**OBJECTIVE:**
Take the line that contains "# test: put a marker on the rooftop" and each line after it in the material below, and transcribe them exactly, stopping at the end.

Excerpts of location labeling data

----------

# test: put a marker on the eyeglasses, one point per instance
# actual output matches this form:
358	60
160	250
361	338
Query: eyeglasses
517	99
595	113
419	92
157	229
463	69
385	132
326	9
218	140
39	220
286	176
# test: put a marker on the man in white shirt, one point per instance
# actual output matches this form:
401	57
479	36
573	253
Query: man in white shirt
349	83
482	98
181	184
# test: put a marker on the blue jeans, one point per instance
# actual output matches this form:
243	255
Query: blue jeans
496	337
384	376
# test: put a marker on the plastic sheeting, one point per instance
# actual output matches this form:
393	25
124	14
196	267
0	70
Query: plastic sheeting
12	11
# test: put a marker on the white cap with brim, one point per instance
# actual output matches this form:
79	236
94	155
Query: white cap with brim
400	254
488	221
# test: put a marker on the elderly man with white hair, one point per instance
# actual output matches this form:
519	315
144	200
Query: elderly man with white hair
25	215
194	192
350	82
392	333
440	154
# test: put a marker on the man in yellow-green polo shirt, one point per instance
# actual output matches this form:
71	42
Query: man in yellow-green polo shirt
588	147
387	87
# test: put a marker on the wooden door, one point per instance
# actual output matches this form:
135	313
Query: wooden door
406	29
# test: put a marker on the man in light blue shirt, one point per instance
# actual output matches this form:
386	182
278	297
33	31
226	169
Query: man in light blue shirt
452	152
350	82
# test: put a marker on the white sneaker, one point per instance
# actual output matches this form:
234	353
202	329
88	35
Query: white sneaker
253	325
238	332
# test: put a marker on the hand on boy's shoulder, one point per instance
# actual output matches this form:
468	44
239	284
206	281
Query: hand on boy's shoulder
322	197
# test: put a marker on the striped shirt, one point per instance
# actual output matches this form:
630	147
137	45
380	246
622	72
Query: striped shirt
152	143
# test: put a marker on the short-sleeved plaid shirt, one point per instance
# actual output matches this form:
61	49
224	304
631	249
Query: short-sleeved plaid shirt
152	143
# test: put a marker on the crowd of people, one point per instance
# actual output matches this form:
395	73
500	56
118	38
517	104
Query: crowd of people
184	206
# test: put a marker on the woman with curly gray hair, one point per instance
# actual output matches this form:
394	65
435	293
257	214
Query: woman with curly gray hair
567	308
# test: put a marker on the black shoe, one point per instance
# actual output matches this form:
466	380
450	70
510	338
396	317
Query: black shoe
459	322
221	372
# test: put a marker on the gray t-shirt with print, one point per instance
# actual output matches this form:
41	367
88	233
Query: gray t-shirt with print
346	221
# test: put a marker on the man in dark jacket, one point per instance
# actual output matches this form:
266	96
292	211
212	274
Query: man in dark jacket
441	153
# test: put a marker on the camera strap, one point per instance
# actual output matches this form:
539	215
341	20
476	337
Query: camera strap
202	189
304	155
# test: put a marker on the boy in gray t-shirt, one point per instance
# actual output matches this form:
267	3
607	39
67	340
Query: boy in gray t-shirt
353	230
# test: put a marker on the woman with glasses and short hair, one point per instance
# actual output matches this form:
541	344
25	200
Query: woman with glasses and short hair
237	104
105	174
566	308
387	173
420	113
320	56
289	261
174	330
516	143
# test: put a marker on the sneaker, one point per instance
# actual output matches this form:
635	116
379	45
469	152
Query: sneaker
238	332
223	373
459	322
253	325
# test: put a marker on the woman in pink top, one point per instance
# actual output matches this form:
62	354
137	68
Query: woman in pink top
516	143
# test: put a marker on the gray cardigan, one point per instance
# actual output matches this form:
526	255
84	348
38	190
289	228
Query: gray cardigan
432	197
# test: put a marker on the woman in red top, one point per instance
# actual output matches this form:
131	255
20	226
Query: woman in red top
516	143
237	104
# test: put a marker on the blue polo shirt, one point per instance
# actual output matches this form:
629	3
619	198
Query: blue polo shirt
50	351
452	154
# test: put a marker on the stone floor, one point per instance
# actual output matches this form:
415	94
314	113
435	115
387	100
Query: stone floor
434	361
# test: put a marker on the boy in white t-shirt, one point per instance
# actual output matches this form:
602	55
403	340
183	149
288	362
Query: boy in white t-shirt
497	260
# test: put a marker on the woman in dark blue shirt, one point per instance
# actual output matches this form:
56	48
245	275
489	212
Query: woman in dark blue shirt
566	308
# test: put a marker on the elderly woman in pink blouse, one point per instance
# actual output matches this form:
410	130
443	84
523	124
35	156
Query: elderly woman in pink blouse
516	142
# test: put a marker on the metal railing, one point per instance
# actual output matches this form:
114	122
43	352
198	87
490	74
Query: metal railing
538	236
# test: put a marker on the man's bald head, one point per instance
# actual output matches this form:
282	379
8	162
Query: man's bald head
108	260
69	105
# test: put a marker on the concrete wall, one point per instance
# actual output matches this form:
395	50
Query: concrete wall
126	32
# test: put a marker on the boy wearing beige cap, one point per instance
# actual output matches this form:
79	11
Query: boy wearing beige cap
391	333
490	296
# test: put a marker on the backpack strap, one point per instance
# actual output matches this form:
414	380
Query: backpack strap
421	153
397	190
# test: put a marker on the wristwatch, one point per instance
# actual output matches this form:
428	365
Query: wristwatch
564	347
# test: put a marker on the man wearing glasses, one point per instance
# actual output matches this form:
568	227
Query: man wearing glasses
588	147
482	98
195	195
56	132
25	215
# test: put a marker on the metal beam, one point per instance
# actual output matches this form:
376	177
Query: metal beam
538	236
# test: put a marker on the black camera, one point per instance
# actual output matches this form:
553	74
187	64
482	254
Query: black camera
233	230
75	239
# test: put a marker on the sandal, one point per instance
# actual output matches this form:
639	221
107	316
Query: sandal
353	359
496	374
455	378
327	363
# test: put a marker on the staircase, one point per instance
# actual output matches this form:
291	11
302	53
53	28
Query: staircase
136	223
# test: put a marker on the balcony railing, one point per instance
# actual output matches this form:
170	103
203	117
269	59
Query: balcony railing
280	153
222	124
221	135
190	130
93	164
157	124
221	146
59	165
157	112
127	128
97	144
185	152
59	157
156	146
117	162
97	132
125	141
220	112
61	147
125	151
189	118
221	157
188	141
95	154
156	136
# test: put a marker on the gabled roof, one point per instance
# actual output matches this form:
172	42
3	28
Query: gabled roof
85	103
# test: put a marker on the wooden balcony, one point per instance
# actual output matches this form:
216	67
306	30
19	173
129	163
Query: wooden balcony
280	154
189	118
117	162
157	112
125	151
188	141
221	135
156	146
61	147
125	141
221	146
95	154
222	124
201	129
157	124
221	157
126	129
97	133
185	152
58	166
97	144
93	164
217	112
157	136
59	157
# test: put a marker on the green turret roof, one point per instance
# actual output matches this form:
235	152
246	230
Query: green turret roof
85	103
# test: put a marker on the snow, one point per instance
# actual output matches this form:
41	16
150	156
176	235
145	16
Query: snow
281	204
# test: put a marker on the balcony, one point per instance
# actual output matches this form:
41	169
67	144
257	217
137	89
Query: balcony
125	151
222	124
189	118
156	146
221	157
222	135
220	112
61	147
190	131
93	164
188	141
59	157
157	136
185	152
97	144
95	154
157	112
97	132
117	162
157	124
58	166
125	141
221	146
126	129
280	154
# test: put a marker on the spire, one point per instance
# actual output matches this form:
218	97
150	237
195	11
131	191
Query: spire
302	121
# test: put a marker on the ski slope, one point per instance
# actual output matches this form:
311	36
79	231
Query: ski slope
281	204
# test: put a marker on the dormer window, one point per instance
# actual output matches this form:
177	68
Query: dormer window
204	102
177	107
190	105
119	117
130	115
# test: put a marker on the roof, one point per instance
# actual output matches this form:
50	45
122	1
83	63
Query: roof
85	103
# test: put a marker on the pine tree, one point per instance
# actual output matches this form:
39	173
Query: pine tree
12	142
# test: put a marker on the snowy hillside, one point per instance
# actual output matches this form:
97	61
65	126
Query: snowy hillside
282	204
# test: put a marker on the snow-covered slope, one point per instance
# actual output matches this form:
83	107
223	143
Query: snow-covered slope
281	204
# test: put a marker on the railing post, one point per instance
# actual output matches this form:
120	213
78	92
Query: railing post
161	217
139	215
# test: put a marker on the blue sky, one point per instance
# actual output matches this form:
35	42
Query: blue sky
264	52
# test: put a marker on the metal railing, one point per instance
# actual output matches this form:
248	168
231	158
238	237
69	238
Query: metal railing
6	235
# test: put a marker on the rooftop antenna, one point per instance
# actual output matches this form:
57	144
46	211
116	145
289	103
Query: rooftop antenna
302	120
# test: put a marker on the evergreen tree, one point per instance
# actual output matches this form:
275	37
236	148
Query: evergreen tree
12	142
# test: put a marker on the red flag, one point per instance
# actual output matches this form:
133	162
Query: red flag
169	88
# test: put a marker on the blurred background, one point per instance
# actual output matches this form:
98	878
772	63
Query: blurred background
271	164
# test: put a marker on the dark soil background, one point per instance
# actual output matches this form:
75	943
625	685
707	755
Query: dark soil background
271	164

----------

**OUTPUT:**
# test: put a marker on the rooftop antenna, one point per instance
# actual output matches this form:
57	144
46	211
116	145
289	103
Query: rooftop antenna
302	120
# test: put a marker on the evergreen tree, one point per instance
# actual output matches this form:
275	37
236	148
Query: evergreen tree
12	142
# test: put a marker on the red flag, one point per instance
# actual output matches this form:
133	162
Query: red flag
169	88
# test: put a marker on the blurred background, one point per instance
# actual output matches this form:
98	878
772	63
Query: blurred background
271	164
# test: put a marker on the dark soil background, one point per instance
# actual output matches this form:
75	943
625	685
707	755
Query: dark soil background
271	164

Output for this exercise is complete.